Work instruction: Reproduce all entries precisely, down to the last character.

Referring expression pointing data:
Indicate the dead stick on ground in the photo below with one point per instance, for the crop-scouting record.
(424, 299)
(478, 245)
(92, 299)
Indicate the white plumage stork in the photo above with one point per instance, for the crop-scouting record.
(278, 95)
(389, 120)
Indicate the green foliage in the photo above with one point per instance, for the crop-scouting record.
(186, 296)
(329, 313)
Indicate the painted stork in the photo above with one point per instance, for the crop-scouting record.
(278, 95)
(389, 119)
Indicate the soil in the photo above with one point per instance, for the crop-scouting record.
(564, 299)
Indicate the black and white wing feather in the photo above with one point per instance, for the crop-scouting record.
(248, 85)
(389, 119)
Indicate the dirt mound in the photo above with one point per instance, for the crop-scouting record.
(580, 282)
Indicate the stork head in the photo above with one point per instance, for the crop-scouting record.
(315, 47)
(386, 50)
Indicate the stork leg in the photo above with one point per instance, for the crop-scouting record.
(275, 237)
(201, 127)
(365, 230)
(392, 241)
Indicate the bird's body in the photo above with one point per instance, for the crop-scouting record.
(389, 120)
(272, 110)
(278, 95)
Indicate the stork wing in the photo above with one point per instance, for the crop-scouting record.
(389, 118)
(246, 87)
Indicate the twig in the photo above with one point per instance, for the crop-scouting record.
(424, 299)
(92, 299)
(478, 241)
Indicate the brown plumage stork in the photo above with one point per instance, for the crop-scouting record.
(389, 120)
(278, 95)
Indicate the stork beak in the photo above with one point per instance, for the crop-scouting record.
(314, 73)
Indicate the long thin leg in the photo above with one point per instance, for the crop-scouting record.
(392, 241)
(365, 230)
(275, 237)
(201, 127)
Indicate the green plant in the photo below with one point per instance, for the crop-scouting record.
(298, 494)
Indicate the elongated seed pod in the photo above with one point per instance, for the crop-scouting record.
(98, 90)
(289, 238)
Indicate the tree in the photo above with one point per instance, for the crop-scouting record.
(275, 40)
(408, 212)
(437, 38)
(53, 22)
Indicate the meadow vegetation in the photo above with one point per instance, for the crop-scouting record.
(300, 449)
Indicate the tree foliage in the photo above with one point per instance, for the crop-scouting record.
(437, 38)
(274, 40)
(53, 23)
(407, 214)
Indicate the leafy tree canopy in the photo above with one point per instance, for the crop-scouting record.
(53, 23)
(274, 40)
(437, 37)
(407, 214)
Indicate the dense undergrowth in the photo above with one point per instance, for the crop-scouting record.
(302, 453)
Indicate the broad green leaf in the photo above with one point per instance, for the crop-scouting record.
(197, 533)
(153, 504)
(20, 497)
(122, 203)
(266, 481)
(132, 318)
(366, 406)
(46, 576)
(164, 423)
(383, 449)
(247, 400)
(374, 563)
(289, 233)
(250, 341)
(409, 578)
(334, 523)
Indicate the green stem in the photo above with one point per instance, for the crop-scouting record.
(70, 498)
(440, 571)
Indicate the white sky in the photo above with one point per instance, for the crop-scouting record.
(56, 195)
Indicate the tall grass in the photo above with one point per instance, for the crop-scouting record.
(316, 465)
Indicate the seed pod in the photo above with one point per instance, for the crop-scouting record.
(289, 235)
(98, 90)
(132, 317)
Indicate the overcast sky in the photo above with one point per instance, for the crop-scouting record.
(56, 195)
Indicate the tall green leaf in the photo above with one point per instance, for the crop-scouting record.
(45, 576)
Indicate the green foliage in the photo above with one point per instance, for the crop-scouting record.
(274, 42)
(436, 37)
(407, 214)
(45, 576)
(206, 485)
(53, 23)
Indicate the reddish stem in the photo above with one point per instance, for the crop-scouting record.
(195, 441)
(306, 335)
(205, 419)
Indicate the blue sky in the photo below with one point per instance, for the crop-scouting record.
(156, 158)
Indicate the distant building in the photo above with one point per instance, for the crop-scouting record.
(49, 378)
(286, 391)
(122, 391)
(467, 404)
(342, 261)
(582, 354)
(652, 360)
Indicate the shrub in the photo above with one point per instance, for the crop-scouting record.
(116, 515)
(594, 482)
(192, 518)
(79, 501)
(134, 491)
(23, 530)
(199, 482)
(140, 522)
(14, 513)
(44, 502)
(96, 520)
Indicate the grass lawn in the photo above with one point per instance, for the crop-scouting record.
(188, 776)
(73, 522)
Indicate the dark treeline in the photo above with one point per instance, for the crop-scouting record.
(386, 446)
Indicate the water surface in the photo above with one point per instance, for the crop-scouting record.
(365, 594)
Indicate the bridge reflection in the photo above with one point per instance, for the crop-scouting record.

Your solution:
Indicate the dead stick on ground in the photo below with one point per instance, for the crop-scouting record.
(424, 299)
(478, 245)
(92, 299)
Indicate the white plumage stork in the photo above with one point per instance, for the crop-scouting record.
(278, 95)
(389, 120)
Indicate the green foliage in the photo above with one point per instance, for the crop-scouting record.
(186, 296)
(329, 313)
Indicate the painted stork in the photo above with one point per instance, for the crop-scouting record.
(278, 95)
(389, 119)
Indicate the soil in the photo above with one point per instance, for the crop-scouting record.
(564, 299)
Indicate the black and white wing feather in the photo above with one point per instance, for the crop-scouting record.
(248, 85)
(389, 119)
Indicate the dirt mound in the photo above with one point per instance, for the crop-scouting record.
(580, 282)
Indicate the stork head in the photo above with one point per instance, for the crop-scouting record.
(315, 47)
(386, 50)
Indicate the stork leg in the photo above with one point per instance, for the crop-scouting record.
(275, 237)
(201, 127)
(365, 230)
(392, 241)
Indicate the bird's body in the photo above with one point per instance, for the crop-scouting record.
(389, 120)
(272, 110)
(278, 95)
Indicate the stork wing in the photo above with one point per instance, for the crop-scouting record.
(389, 118)
(246, 87)
Indicate the twig in the photo above with one point per instance, for the crop-scouting record.
(424, 299)
(92, 299)
(478, 241)
Indicate the brown plumage stork in the photo above with one point per instance, for the crop-scouting record.
(389, 120)
(278, 95)
Indicate the stork beak in the photo above with one point per instance, for the crop-scouting record.
(314, 73)
Indicate the long thin leg in the photo above with one point per instance, for the crop-scouting record.
(392, 241)
(365, 230)
(275, 237)
(201, 127)
Indicate the green plant in the photo below with one point per instance, for the crop-scouting record.
(298, 494)
Indicate the elongated seed pod in the photo above with one point per instance, for the crop-scouting record.
(98, 90)
(289, 238)
Indicate the tree in the photo above with one point per instance, for the crop-scouting record.
(275, 40)
(408, 212)
(437, 38)
(53, 22)
Indicate the meadow vegetation in the photo above with one point per instance, for the crop-scouting record.
(300, 449)
Indicate the tree foliage in the photo above with one point per instance, for the crop-scouting record.
(437, 38)
(274, 40)
(53, 23)
(407, 214)
Indicate the leafy tree canopy in the photo above with one point per instance, for the crop-scouting record.
(53, 23)
(274, 40)
(437, 37)
(407, 214)
Indicate the dense undergrowth in the photo above with one point per instance, for the crop-scouting record.
(302, 453)
Indicate the broad green leaf in the photo above with one point per instance, for the crop-scouting record.
(197, 533)
(153, 504)
(20, 497)
(122, 203)
(266, 481)
(132, 318)
(366, 406)
(46, 576)
(164, 423)
(383, 449)
(247, 400)
(374, 563)
(289, 233)
(250, 341)
(409, 578)
(334, 523)
Indicate the green stem in the photo above with one point per instance, for the crop-scouting record.
(70, 498)
(440, 571)
Indicate the white sky in the photo above with one point per instance, for the crop-scouting record.
(56, 195)
Indicate the tall grass in the photo above with one point per instance, for the crop-scouting record.
(316, 465)
Indicate the seed pod in the photo above with one point per instance, for the crop-scouting record.
(289, 235)
(98, 90)
(132, 317)
Indicate the overcast sky in the photo above with one point per instance, for the crop-scouting record.
(56, 195)
Indicate the tall green leaf in the photo above with one point per instance, for the crop-scouting record.
(45, 576)
Indicate the green foliage in the photo above with one point per instance, for the crop-scouting record.
(274, 42)
(436, 37)
(407, 214)
(45, 576)
(206, 485)
(53, 23)
Indicate the reddish stem in the photo above with one point per instance, for the crop-scouting record.
(195, 441)
(306, 335)
(205, 419)
Indicate the blue sky in the photo below with one point per instance, for the crop-scouting record.
(156, 158)
Indicate the distant building in the photo above with one point per instance, for the crop-scouting record.
(49, 378)
(286, 391)
(122, 391)
(467, 404)
(342, 261)
(582, 354)
(652, 360)
Indicate the shrub in the photo above with one point per instance, for the crop-scouting record.
(116, 515)
(594, 482)
(192, 518)
(79, 501)
(134, 491)
(23, 530)
(199, 482)
(140, 522)
(14, 513)
(44, 502)
(96, 520)
Indicate the grass lawn in the photo above with one point per instance, for the crop-scouting record.
(188, 776)
(73, 522)
Indicate the dark treeline in the photo above with one point per instance, for the crop-scouting record.
(386, 446)
Indicate the water surface in the photo above with one point per instance, for the crop-scouting record.
(365, 594)
Indicate the bridge reflection in the photo above with one point per instance, for the crop-scouting record.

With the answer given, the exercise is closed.